## YOUR OBJECTIVE
Reproduce word for word the lines of the listing below, from the line that contains "Locate the waterfall" through the end of the listing.

## EXTRACTED DATA
_____
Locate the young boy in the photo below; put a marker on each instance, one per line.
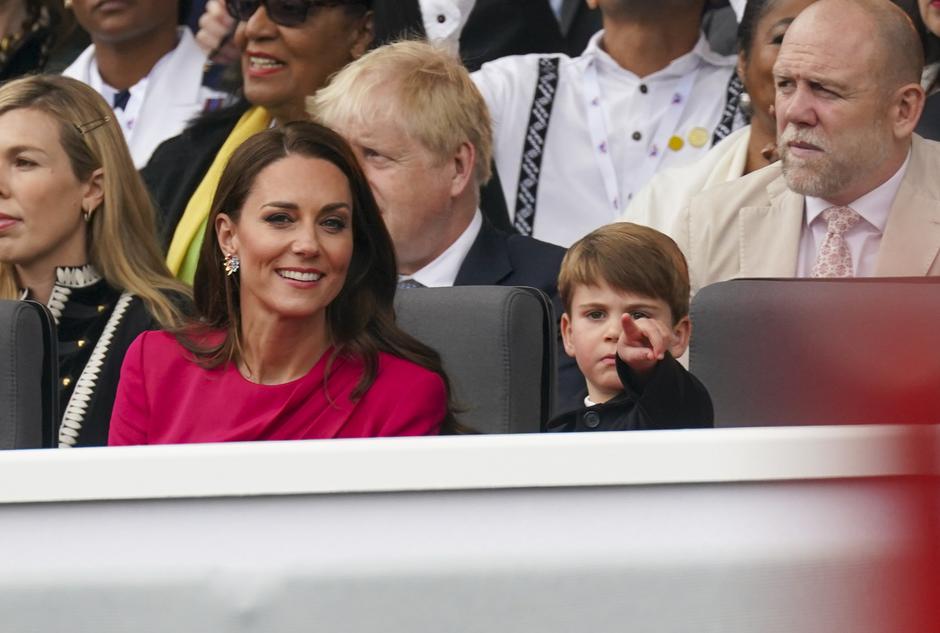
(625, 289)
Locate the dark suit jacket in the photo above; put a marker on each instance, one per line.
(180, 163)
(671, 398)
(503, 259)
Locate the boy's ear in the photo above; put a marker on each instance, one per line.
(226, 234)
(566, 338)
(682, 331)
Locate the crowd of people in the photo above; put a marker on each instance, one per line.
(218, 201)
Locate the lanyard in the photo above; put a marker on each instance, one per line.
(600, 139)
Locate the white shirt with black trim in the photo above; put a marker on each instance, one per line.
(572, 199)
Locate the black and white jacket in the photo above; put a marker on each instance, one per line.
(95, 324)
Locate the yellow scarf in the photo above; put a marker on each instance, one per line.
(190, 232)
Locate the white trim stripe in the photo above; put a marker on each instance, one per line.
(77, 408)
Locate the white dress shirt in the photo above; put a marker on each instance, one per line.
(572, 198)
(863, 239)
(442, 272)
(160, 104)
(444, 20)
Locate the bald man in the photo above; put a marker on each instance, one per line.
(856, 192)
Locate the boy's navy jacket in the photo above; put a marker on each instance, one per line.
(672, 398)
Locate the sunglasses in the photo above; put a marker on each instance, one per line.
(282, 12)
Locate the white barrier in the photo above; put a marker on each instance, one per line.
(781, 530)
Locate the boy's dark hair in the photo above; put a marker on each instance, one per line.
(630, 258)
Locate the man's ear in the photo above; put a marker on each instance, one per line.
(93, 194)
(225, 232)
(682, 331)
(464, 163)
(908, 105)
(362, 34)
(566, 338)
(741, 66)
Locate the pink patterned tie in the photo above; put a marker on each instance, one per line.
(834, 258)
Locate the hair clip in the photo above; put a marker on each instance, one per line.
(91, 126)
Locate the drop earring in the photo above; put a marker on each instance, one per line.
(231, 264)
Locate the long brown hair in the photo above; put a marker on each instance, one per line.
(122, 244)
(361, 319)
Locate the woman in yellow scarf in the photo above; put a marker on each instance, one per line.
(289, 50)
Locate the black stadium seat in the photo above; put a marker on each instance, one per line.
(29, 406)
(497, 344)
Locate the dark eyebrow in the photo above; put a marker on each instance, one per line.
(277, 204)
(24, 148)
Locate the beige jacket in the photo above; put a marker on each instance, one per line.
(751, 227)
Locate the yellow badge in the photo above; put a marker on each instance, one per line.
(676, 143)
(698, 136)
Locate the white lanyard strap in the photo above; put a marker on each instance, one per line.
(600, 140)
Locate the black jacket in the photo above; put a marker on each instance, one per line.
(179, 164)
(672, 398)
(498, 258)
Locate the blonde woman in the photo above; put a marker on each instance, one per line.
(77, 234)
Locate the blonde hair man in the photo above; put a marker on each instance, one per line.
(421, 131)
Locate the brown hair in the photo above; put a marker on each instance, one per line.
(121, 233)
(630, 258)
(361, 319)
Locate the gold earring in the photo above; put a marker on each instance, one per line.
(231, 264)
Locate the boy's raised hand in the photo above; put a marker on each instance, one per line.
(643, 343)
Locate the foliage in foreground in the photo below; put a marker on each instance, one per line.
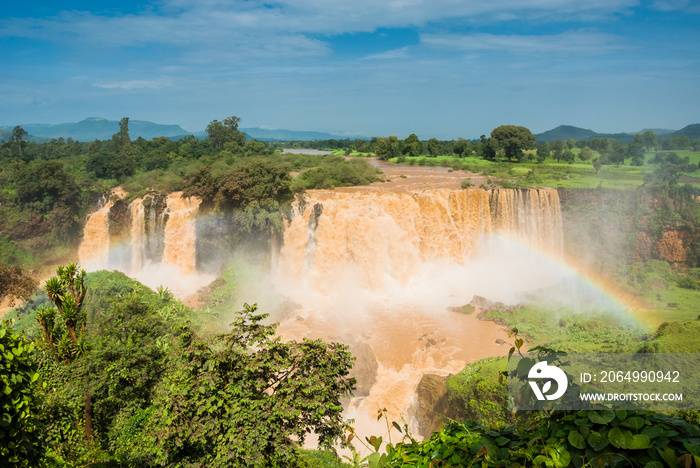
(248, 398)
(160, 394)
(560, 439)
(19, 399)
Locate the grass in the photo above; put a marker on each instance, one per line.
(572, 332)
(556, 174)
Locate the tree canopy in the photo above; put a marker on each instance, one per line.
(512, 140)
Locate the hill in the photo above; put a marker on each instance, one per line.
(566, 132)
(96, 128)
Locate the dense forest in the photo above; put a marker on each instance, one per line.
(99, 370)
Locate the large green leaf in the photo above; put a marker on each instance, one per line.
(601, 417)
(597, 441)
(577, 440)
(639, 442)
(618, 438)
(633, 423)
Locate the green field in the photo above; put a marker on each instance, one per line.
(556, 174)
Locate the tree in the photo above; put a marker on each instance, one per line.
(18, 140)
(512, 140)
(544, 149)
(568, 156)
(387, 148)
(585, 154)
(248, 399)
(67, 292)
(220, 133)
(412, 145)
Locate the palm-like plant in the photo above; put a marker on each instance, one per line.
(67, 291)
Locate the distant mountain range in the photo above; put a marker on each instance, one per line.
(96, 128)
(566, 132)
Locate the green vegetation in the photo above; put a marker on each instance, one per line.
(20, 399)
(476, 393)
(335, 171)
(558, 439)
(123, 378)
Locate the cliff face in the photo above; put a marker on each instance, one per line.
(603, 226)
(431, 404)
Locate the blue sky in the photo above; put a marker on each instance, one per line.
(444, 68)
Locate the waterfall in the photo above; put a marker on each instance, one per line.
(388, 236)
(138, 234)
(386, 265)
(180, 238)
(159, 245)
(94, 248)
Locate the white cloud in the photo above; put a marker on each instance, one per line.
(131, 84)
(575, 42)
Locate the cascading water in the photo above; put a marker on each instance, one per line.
_____
## TASK ANSWER
Locate the waterfall in the photo above; put a marker on each instance, one per line.
(388, 236)
(138, 234)
(386, 265)
(180, 238)
(159, 245)
(94, 248)
Locate the white cloud in the photo above; put a marker on each instance, one per line.
(131, 84)
(575, 42)
Locate the cascading water in the photo above; put a marker on each instance, one per line.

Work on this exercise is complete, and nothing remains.